Deepti Kunupudi 19:56
So pollen mapping is like I put it into two category Phase one is internal resources and other is in getting the external resources. So, when you say within internal resources with the rapid space in the AI ml space and how quickly the Gen ai has took over in last couple of months it you can see the space base in which it is going. So, in talent mapping, we can use AI ml, especially in the sourcing side of it, if you wanted to bring in new resources. And we need to we can use it in the sourcing, then we can use it into an automating those messages, which we send it to them, personally send it to the resources who are applying for a particular job, or maybe we can use them in the onboarding side of it. So the talent, AI can be used in multiple different scenarios within the HR department. And also, we can we can use it within each department of the individual department, whether it is finance, or data and analytics space.
Eric Wallace 20:57
Greg in the norm, can you please respond to this one?

Dataset entries
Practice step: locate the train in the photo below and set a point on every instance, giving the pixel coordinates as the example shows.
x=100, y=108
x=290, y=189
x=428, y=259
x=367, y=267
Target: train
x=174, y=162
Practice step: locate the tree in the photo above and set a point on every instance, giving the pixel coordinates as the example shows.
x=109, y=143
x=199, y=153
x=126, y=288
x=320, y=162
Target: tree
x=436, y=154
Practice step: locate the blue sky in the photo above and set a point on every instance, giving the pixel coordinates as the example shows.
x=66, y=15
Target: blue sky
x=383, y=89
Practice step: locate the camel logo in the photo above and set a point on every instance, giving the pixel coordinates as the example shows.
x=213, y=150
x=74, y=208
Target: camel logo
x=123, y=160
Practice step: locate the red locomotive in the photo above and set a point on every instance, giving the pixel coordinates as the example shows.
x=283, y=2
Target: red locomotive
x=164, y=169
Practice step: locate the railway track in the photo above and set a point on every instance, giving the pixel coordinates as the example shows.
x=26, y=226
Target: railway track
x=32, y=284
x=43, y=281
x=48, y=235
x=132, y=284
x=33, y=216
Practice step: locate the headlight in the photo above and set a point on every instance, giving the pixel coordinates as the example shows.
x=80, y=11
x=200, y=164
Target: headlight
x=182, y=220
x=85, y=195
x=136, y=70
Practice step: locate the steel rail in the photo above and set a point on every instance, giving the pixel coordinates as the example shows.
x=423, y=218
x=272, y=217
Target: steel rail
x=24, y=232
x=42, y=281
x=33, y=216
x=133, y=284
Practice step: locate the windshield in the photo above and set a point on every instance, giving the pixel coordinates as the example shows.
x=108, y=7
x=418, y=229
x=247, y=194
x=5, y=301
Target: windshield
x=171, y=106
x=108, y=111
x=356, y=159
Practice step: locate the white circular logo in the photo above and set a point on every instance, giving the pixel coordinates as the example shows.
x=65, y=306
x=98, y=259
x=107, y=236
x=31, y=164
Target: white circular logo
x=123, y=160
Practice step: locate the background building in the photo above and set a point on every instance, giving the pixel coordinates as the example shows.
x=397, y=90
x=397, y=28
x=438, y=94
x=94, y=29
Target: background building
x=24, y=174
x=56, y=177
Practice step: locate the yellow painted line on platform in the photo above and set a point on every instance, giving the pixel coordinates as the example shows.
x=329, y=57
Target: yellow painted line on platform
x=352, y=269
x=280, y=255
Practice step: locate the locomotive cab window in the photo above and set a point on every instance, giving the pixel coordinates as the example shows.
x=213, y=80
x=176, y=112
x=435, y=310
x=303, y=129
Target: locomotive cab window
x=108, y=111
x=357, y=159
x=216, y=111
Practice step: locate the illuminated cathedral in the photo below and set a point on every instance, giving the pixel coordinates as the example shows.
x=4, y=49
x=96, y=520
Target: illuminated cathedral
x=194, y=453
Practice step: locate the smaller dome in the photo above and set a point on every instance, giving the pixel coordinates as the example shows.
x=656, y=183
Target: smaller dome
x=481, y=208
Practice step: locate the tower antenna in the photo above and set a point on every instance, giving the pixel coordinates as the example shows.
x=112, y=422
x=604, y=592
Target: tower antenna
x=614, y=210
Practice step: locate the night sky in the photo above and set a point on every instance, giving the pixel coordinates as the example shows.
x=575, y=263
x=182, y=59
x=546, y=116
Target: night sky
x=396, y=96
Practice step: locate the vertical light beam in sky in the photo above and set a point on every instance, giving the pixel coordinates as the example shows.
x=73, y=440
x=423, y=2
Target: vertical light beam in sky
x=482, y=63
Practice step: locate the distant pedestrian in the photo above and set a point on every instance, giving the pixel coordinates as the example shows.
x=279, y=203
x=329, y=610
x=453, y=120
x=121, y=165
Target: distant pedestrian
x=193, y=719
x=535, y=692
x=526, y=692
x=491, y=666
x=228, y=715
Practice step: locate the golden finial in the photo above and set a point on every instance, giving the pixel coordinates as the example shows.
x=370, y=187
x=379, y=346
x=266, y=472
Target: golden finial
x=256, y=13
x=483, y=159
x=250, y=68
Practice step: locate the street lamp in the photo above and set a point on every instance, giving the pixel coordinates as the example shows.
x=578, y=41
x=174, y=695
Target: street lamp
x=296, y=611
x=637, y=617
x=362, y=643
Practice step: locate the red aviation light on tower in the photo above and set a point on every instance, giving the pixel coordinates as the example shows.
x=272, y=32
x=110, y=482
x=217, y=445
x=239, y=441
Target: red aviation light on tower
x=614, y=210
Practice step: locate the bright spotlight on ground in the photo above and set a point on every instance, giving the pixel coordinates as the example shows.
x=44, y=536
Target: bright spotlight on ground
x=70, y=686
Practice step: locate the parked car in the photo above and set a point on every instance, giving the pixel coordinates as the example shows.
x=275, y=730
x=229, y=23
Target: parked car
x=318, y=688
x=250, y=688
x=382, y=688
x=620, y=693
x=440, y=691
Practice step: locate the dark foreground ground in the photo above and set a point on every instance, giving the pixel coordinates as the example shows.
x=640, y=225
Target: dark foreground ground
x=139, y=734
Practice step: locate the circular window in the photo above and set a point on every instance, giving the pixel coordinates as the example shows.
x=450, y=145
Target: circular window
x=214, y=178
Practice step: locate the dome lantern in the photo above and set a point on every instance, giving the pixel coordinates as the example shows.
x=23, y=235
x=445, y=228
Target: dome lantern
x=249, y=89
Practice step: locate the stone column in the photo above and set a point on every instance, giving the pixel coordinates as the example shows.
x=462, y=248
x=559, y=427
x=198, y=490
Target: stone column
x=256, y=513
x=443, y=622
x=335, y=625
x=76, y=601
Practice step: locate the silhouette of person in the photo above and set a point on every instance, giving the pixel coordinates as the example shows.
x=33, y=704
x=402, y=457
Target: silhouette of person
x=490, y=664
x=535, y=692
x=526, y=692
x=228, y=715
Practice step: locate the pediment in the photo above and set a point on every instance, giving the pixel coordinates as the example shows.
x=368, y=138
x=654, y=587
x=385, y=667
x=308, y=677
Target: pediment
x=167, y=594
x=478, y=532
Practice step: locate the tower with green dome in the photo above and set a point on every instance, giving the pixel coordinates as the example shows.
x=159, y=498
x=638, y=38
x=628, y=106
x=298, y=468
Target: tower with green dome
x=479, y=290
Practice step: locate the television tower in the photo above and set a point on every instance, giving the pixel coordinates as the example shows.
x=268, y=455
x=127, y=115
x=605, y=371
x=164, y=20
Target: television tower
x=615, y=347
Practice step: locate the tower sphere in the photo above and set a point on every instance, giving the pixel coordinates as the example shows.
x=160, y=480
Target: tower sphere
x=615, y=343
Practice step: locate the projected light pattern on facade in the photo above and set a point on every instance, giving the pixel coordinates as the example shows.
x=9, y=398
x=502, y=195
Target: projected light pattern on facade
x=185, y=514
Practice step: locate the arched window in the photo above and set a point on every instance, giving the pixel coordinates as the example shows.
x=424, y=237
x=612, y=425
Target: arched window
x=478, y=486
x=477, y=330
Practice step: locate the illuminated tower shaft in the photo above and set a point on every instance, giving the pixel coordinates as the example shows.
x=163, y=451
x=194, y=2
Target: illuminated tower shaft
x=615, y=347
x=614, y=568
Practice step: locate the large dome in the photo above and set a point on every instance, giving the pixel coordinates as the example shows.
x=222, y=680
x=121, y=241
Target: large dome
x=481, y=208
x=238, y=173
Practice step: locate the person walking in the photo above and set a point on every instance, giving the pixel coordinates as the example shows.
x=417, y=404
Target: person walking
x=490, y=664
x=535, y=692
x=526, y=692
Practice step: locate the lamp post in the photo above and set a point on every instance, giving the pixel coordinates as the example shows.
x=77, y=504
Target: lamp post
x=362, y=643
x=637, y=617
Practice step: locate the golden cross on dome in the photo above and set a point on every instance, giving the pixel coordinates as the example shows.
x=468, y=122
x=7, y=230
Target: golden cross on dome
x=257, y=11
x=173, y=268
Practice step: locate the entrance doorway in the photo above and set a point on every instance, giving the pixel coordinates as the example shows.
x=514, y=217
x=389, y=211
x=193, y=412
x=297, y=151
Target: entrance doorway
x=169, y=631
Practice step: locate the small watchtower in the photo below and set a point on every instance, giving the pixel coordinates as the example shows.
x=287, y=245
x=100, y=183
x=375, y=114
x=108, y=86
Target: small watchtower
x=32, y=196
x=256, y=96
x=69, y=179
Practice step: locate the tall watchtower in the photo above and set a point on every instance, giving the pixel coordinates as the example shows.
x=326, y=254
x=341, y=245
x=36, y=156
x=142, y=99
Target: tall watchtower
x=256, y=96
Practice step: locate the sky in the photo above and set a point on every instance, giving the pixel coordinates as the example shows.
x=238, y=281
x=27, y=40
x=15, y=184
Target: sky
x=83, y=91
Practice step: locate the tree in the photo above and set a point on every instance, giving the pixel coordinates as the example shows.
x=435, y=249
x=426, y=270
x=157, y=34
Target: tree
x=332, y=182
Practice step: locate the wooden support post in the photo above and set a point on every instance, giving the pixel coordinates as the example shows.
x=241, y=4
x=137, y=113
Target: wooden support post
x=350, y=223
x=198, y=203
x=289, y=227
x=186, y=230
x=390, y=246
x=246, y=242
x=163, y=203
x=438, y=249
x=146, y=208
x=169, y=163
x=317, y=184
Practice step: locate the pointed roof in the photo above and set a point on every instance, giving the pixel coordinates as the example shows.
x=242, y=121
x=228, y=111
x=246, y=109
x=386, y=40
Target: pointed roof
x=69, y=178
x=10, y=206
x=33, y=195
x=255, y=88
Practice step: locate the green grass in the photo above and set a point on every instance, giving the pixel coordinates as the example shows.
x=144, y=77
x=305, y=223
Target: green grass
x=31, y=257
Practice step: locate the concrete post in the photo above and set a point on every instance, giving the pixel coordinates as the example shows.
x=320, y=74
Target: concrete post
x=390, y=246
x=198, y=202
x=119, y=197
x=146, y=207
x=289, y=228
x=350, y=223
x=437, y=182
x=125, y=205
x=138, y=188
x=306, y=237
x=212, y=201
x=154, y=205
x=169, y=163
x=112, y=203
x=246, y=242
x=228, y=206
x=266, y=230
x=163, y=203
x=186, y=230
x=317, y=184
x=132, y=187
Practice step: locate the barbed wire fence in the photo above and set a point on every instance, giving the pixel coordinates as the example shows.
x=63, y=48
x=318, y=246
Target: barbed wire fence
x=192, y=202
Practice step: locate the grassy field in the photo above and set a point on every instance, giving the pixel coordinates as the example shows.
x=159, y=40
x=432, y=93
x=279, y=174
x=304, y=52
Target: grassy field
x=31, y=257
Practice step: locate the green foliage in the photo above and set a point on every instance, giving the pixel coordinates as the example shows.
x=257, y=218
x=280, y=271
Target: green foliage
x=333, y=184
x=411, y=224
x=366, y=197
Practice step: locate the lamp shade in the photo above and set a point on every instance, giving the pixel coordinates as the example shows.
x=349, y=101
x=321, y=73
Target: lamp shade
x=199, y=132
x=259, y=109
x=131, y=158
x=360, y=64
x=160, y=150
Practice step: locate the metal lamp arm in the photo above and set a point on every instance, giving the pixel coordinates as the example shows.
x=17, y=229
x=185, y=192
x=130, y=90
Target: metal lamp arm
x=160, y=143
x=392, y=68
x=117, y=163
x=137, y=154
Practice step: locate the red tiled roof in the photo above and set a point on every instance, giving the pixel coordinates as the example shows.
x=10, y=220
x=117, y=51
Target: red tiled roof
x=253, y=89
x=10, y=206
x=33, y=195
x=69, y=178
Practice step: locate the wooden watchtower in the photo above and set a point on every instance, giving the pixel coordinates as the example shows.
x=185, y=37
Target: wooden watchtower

Goals |
**A)** In the meeting transcript, which department does Deepti Kunupudi say AI can be used within in multiple different scenarios?
**B)** Lay out the rows as a JSON list of strings, one string per line and blank lines omitted. Include only the lines from the one containing "Practice step: locate the windshield" up to and including the one containing "x=482, y=63".

Task-by-task solutions |
**A)** The HR department.

**B)**
[
  "Practice step: locate the windshield in the photo above and set a point on every instance, giving the pixel coordinates as the example shows.",
  "x=108, y=7",
  "x=418, y=229",
  "x=247, y=194",
  "x=5, y=301",
  "Target: windshield",
  "x=171, y=106",
  "x=108, y=111",
  "x=356, y=159",
  "Practice step: locate the white circular logo in the photo above and set a point on every instance, giving the pixel coordinates as the example shows.",
  "x=65, y=306",
  "x=98, y=259",
  "x=107, y=236",
  "x=31, y=164",
  "Target: white circular logo",
  "x=123, y=160",
  "Practice step: locate the background building in the photo above and set a point on every instance, giving the pixel coordinates as the example shows.",
  "x=397, y=90",
  "x=397, y=28",
  "x=438, y=94",
  "x=94, y=29",
  "Target: background building",
  "x=24, y=174",
  "x=56, y=177",
  "Practice step: locate the yellow painted line on platform in the photo above and set a point on every instance, giving the pixel coordinates as the example shows.",
  "x=329, y=57",
  "Target: yellow painted line on platform",
  "x=352, y=269",
  "x=280, y=255",
  "Practice step: locate the locomotive cab window in the photo above and set a point on every instance, giving the pixel coordinates as the example shows.",
  "x=213, y=80",
  "x=176, y=112",
  "x=435, y=310",
  "x=303, y=129",
  "Target: locomotive cab window",
  "x=108, y=111",
  "x=357, y=159",
  "x=216, y=111",
  "Practice step: locate the illuminated cathedral in the photo below and set a point on every instance, giving the pixel coordinates as the example shows.",
  "x=4, y=49",
  "x=96, y=520",
  "Target: illuminated cathedral",
  "x=194, y=453",
  "Practice step: locate the smaller dome in the photo above and set a point on every instance, giving the pixel coordinates as the example shows.",
  "x=656, y=183",
  "Target: smaller dome",
  "x=481, y=208",
  "Practice step: locate the tower antenna in the photo above and set a point on every instance, giving the pixel coordinates as the example shows.",
  "x=112, y=422",
  "x=604, y=592",
  "Target: tower antenna",
  "x=614, y=210",
  "Practice step: locate the night sky in the photo above and set a point on every instance, giving the pixel coordinates as the example shows.",
  "x=575, y=263",
  "x=182, y=59",
  "x=546, y=116",
  "Target: night sky",
  "x=396, y=96",
  "Practice step: locate the vertical light beam in sky in the photo above and set a point on every instance, giving the pixel coordinates as the example shows.",
  "x=73, y=440",
  "x=423, y=2",
  "Target: vertical light beam in sky",
  "x=482, y=63"
]